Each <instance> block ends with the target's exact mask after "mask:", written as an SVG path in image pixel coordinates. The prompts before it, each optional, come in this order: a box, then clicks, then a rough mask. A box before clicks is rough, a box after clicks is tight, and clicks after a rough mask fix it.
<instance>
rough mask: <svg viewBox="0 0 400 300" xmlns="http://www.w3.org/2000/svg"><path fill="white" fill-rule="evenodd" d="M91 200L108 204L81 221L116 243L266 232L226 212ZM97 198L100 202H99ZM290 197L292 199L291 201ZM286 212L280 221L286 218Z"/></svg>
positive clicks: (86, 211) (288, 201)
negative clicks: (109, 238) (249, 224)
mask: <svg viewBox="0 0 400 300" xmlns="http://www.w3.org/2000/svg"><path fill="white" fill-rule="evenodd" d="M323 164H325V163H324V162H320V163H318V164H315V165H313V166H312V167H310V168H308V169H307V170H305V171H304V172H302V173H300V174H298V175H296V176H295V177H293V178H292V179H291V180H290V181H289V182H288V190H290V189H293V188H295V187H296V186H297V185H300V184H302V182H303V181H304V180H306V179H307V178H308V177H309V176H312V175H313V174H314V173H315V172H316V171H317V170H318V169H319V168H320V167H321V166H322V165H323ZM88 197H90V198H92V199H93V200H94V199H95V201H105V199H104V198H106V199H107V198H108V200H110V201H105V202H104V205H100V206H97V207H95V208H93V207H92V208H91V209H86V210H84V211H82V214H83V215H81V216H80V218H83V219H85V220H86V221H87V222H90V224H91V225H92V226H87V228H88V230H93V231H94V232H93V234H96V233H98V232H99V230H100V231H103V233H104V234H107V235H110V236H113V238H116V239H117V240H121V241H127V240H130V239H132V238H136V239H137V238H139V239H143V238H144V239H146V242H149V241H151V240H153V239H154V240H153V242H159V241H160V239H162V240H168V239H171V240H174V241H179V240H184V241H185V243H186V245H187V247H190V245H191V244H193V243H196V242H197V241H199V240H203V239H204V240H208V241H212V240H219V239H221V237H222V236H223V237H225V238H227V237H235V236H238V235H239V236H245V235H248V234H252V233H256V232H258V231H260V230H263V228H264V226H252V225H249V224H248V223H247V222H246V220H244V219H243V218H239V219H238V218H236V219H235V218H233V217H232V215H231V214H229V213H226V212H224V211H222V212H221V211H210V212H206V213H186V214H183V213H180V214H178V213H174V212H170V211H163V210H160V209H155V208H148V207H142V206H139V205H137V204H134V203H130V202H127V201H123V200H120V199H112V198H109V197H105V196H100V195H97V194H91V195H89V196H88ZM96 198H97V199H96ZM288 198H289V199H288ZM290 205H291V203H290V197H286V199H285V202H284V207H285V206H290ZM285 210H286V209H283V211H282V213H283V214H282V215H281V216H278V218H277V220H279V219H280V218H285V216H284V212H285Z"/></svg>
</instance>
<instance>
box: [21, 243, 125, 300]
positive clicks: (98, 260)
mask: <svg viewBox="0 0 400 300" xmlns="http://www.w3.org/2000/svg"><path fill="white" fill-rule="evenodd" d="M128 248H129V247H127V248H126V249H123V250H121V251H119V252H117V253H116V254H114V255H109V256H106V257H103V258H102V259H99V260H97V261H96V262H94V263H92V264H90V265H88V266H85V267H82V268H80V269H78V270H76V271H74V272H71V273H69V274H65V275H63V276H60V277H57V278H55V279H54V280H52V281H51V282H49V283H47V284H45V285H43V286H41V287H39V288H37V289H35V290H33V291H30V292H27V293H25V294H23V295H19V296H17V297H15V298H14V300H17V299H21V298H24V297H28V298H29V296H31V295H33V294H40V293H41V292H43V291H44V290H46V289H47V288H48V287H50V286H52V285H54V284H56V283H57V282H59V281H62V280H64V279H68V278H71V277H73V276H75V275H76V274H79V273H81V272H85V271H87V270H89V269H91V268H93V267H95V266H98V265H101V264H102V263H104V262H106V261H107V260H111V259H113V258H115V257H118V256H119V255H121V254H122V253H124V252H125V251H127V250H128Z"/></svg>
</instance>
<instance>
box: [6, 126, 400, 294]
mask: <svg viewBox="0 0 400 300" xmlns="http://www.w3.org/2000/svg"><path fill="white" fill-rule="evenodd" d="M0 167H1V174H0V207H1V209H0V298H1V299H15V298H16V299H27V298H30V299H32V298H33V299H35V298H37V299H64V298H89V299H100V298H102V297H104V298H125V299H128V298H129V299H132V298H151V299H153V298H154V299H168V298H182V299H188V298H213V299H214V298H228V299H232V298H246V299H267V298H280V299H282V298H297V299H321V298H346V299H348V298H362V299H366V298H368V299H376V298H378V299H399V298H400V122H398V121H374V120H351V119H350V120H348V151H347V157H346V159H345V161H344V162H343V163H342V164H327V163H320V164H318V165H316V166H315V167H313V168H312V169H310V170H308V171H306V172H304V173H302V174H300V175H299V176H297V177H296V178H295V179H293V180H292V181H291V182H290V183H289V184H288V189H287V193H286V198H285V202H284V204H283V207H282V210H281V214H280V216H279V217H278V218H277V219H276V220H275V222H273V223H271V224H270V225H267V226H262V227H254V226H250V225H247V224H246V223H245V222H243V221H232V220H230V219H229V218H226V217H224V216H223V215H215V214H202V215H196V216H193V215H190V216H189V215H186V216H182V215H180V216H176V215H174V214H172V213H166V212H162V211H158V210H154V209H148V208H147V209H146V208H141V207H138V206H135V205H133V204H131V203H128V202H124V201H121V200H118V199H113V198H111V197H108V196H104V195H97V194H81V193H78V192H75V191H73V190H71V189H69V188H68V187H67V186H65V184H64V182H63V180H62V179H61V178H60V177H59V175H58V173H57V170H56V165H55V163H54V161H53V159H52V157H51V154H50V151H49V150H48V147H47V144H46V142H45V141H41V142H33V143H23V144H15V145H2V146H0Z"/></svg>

#####

• _Description of the task_
Reproduce the lines of all the records above, replacing "negative clicks" with "background clicks" and leaving everything else unchanged.

• _Written solution_
Each <instance> block ends with the target's exact mask after "mask:", written as an SVG path in image pixel coordinates. The prompts before it, each optional, come in this order: a box, then clicks, then a rough mask. A box before clicks is rough, a box after clicks is tight, and clicks after a rough mask fix it.
<instance>
rough mask: <svg viewBox="0 0 400 300" xmlns="http://www.w3.org/2000/svg"><path fill="white" fill-rule="evenodd" d="M91 200L108 204L81 221L116 243L266 232L226 212ZM97 198L100 202H99ZM290 197L292 199L291 201ZM286 212L280 221L286 218Z"/></svg>
positive clicks: (86, 211) (288, 201)
background clicks: (109, 238) (249, 224)
mask: <svg viewBox="0 0 400 300" xmlns="http://www.w3.org/2000/svg"><path fill="white" fill-rule="evenodd" d="M323 164H325V163H324V162H320V163H318V164H315V165H313V166H312V167H310V168H308V169H307V170H305V171H304V172H302V173H300V174H298V175H296V176H295V177H293V178H292V179H291V180H290V181H289V182H288V190H290V189H293V188H295V187H296V186H297V185H300V184H302V182H303V181H304V180H306V179H307V178H308V177H309V176H312V175H313V174H314V173H315V172H316V171H317V170H318V169H319V168H320V167H321V166H322V165H323ZM88 197H90V198H92V199H93V200H94V199H95V201H105V199H104V198H106V199H107V198H108V200H110V201H105V202H104V205H100V206H97V207H95V208H93V207H92V208H91V209H86V210H84V211H82V214H83V215H81V216H80V218H83V219H85V220H86V221H87V222H90V224H91V225H92V226H87V228H88V230H93V231H94V232H93V234H96V233H98V232H99V230H100V231H103V233H104V234H107V235H110V236H113V238H116V239H117V240H121V241H127V240H130V239H132V238H136V239H137V238H139V239H143V238H144V239H146V242H149V241H151V240H153V239H154V240H153V242H159V241H160V239H162V240H168V239H171V240H174V241H179V240H184V241H185V243H186V245H187V247H190V245H191V244H193V243H196V242H197V241H199V240H203V239H204V240H208V241H212V240H219V239H221V237H222V236H223V237H225V238H227V237H235V236H238V235H239V236H245V235H248V234H252V233H256V232H258V231H260V230H263V228H264V226H252V225H249V224H248V223H247V222H246V220H244V219H243V218H239V219H238V218H236V219H235V218H233V217H232V215H231V214H229V213H226V212H224V211H222V212H221V211H210V212H206V213H186V214H183V213H180V214H178V213H174V212H170V211H163V210H160V209H155V208H148V207H142V206H139V205H137V204H134V203H130V202H127V201H123V200H120V199H112V198H109V197H105V196H100V195H97V194H91V195H89V196H88ZM96 198H97V199H96ZM288 198H289V199H288ZM290 205H291V203H290V197H286V199H285V202H284V207H285V206H290ZM285 210H286V209H283V211H282V213H283V214H282V215H281V216H278V218H277V220H279V219H280V218H285V216H284V212H285Z"/></svg>
</instance>
<instance>
box: [21, 243, 125, 300]
positive clicks: (98, 260)
mask: <svg viewBox="0 0 400 300" xmlns="http://www.w3.org/2000/svg"><path fill="white" fill-rule="evenodd" d="M128 248H129V247H127V248H126V249H123V250H121V251H119V252H117V253H116V254H114V255H109V256H106V257H103V258H102V259H99V260H97V261H96V262H94V263H92V264H90V265H88V266H85V267H82V268H80V269H78V270H76V271H74V272H71V273H69V274H65V275H63V276H60V277H57V278H55V279H54V280H52V281H51V282H49V283H47V284H45V285H43V286H41V287H39V288H37V289H35V290H33V291H30V292H27V293H25V294H23V295H19V296H17V297H15V298H14V300H17V299H21V298H24V297H28V298H29V296H31V295H33V294H40V293H41V292H43V291H44V290H46V289H47V288H48V287H50V286H52V285H54V284H56V283H57V282H59V281H62V280H64V279H68V278H71V277H73V276H75V275H76V274H79V273H81V272H85V271H87V270H89V269H91V268H93V267H95V266H98V265H101V264H102V263H104V262H106V261H107V260H111V259H113V258H115V257H118V256H119V255H121V254H122V253H124V252H125V251H127V250H128Z"/></svg>
</instance>
<instance>
box: [6, 126, 400, 294]
mask: <svg viewBox="0 0 400 300" xmlns="http://www.w3.org/2000/svg"><path fill="white" fill-rule="evenodd" d="M0 167H1V174H0V207H1V209H0V298H1V299H15V298H16V299H27V298H30V299H32V298H33V299H35V298H37V299H64V298H89V299H100V298H102V297H104V298H125V299H128V298H129V299H132V298H151V299H153V298H154V299H168V298H182V299H188V298H213V299H214V298H228V299H232V298H246V299H267V298H280V299H282V298H297V299H321V298H346V299H348V298H362V299H366V298H368V299H376V298H378V299H399V298H400V122H398V121H374V120H351V119H350V120H348V151H347V157H346V159H345V161H344V162H343V163H342V164H327V163H320V164H318V165H316V166H315V167H313V168H312V169H310V170H308V171H306V172H304V173H302V174H300V175H299V176H297V177H296V178H295V179H293V180H292V181H291V182H290V183H289V184H288V189H287V193H286V198H285V202H284V204H283V207H282V210H281V214H280V216H279V217H278V218H277V219H276V220H275V222H273V223H271V224H270V225H267V226H262V227H254V226H250V225H247V224H246V223H245V222H243V221H232V220H230V219H229V218H226V217H224V216H223V215H215V214H202V215H196V216H193V215H190V216H189V215H186V216H182V215H180V216H176V215H174V214H172V213H166V212H162V211H158V210H154V209H148V208H147V209H146V208H141V207H138V206H135V205H133V204H131V203H128V202H124V201H121V200H118V199H113V198H111V197H108V196H104V195H97V194H81V193H78V192H75V191H73V190H71V189H69V188H68V187H67V186H65V184H64V182H63V180H62V179H61V178H60V177H59V175H58V173H57V170H56V165H55V163H54V161H53V159H52V157H51V154H50V151H49V150H48V147H47V144H46V142H45V141H41V142H33V143H23V144H15V145H2V146H0Z"/></svg>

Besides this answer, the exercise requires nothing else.